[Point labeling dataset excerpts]
*-*-*

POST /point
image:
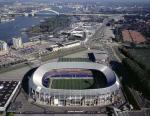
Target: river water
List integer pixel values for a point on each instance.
(16, 28)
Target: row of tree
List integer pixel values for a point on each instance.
(136, 77)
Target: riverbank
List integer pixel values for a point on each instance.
(50, 26)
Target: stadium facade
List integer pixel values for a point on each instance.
(44, 95)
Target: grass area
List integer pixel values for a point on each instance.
(142, 57)
(77, 84)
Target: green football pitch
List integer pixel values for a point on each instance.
(77, 84)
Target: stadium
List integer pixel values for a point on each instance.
(74, 84)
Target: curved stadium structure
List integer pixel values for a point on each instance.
(74, 84)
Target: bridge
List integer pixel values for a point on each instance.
(35, 12)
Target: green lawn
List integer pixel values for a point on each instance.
(77, 84)
(142, 56)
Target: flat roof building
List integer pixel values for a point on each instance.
(17, 43)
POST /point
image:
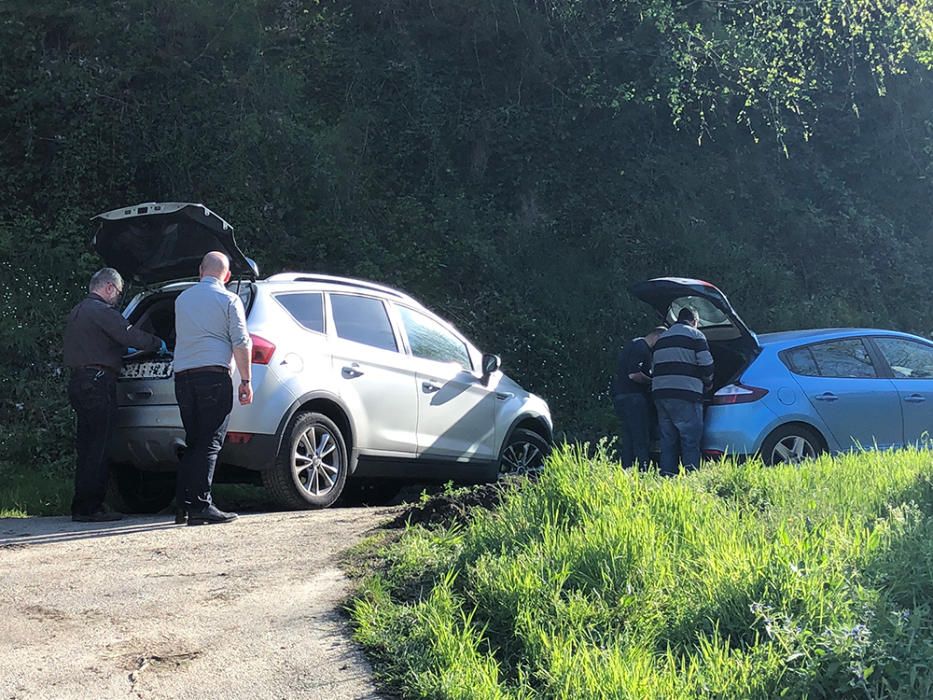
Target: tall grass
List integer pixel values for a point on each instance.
(736, 581)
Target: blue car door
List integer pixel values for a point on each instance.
(858, 405)
(911, 365)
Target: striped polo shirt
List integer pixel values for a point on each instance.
(681, 364)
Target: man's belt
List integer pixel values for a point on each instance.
(99, 368)
(209, 368)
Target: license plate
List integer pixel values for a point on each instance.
(147, 370)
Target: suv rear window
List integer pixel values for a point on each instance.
(362, 320)
(306, 307)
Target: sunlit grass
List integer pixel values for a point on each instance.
(34, 491)
(735, 581)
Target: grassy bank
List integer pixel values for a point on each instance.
(737, 581)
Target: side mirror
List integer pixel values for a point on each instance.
(491, 364)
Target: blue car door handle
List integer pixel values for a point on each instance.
(352, 372)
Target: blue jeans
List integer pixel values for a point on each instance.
(681, 426)
(634, 411)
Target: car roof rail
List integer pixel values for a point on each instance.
(340, 281)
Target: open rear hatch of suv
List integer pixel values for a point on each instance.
(151, 245)
(732, 344)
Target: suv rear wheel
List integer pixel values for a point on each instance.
(311, 468)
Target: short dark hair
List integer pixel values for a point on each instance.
(686, 315)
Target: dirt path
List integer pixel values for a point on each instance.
(144, 608)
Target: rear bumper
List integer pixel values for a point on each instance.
(736, 430)
(153, 439)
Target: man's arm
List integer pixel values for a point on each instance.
(242, 350)
(704, 360)
(116, 326)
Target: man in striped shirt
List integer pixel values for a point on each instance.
(682, 370)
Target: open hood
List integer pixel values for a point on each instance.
(157, 242)
(718, 320)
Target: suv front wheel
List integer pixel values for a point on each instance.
(524, 452)
(311, 467)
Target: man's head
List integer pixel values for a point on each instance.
(215, 264)
(651, 337)
(688, 317)
(107, 284)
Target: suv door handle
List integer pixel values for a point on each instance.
(352, 372)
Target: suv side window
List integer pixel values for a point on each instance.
(908, 359)
(362, 320)
(847, 358)
(305, 307)
(430, 340)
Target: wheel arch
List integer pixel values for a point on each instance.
(824, 443)
(330, 405)
(535, 423)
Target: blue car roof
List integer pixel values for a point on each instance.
(789, 338)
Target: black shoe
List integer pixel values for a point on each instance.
(98, 516)
(210, 515)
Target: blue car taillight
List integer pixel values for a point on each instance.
(737, 393)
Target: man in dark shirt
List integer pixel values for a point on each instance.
(96, 338)
(630, 396)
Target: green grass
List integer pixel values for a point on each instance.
(34, 491)
(737, 581)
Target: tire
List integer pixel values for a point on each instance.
(310, 470)
(792, 444)
(523, 452)
(132, 490)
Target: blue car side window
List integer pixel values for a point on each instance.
(843, 358)
(801, 361)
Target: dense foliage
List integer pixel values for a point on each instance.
(516, 164)
(738, 581)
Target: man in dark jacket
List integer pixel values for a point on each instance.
(630, 396)
(96, 338)
(682, 373)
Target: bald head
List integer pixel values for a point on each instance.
(215, 264)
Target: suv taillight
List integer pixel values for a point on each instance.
(737, 393)
(262, 350)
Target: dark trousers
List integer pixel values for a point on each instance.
(634, 411)
(205, 400)
(681, 426)
(93, 395)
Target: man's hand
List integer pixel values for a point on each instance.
(245, 393)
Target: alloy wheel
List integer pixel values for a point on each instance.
(316, 461)
(520, 458)
(792, 449)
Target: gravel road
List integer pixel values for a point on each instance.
(144, 608)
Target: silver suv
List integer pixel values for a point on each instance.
(353, 381)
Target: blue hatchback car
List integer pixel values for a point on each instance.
(790, 396)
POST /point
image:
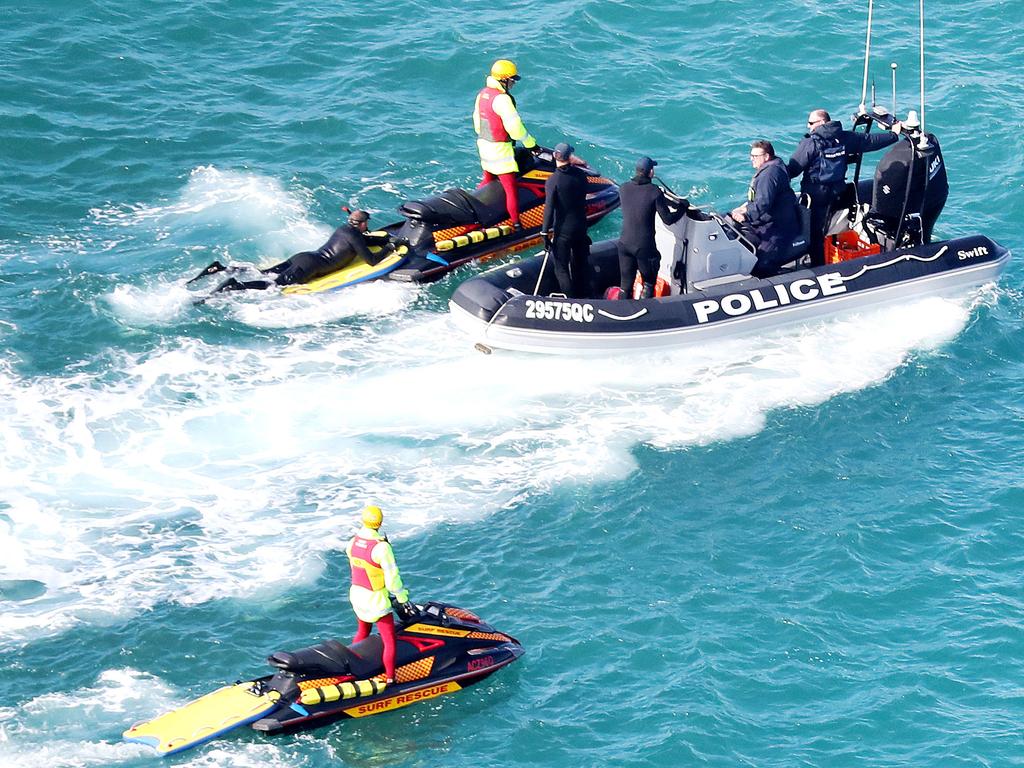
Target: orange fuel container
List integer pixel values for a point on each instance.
(846, 246)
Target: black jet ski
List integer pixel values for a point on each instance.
(440, 649)
(444, 231)
(879, 250)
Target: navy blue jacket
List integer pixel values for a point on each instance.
(807, 157)
(771, 206)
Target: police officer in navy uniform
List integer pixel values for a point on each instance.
(640, 200)
(565, 222)
(769, 215)
(822, 157)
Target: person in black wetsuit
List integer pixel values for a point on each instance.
(822, 157)
(565, 223)
(348, 242)
(769, 215)
(640, 199)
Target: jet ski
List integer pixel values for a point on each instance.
(446, 230)
(878, 250)
(440, 649)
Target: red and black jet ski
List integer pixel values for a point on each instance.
(440, 649)
(457, 226)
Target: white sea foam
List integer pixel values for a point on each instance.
(83, 727)
(164, 482)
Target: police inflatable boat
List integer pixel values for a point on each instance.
(877, 252)
(444, 231)
(440, 649)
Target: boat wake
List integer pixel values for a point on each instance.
(163, 478)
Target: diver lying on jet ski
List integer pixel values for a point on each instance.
(349, 242)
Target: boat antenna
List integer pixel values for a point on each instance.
(867, 54)
(893, 68)
(923, 142)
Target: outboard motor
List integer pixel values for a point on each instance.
(908, 194)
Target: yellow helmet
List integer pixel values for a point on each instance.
(372, 517)
(504, 70)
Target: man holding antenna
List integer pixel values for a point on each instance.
(822, 157)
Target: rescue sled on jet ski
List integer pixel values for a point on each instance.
(878, 251)
(446, 230)
(440, 649)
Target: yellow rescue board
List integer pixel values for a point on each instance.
(357, 271)
(206, 718)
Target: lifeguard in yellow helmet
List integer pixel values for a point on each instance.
(498, 128)
(375, 579)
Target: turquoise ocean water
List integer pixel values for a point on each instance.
(800, 549)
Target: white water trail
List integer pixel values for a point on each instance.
(166, 481)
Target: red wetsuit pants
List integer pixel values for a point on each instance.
(385, 625)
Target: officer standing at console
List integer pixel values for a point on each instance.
(822, 157)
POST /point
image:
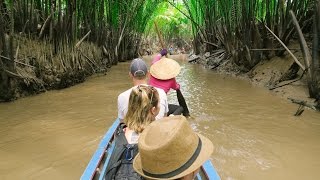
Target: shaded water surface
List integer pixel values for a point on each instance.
(256, 136)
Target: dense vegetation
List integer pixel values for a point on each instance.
(114, 30)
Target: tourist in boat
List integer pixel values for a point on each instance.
(142, 109)
(138, 73)
(163, 75)
(170, 149)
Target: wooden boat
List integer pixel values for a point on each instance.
(99, 161)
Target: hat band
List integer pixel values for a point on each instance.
(180, 169)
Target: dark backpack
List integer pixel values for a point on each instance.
(120, 165)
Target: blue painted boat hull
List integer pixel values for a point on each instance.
(99, 161)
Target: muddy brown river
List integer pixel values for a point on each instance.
(53, 135)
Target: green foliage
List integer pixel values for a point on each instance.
(171, 22)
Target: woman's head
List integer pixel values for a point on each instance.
(143, 107)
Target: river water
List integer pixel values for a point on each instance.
(53, 135)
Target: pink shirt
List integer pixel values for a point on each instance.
(166, 85)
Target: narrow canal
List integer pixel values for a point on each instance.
(256, 136)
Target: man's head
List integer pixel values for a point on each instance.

*-*-*

> _Job_
Output as a numbered list the lines from the one containing "Target: pink shirt" through the last line, including both ends and leaving out any blank lines.

> _Answer to the exercise_
1. Target: pink shirt
2. List integer pixel values for a point on each instance.
3. (166, 85)
4. Target: narrow canal
5. List integer pixel values for a point on each instance.
6. (256, 136)
7. Target: man's head
8. List integer pixel values for a point on each instance.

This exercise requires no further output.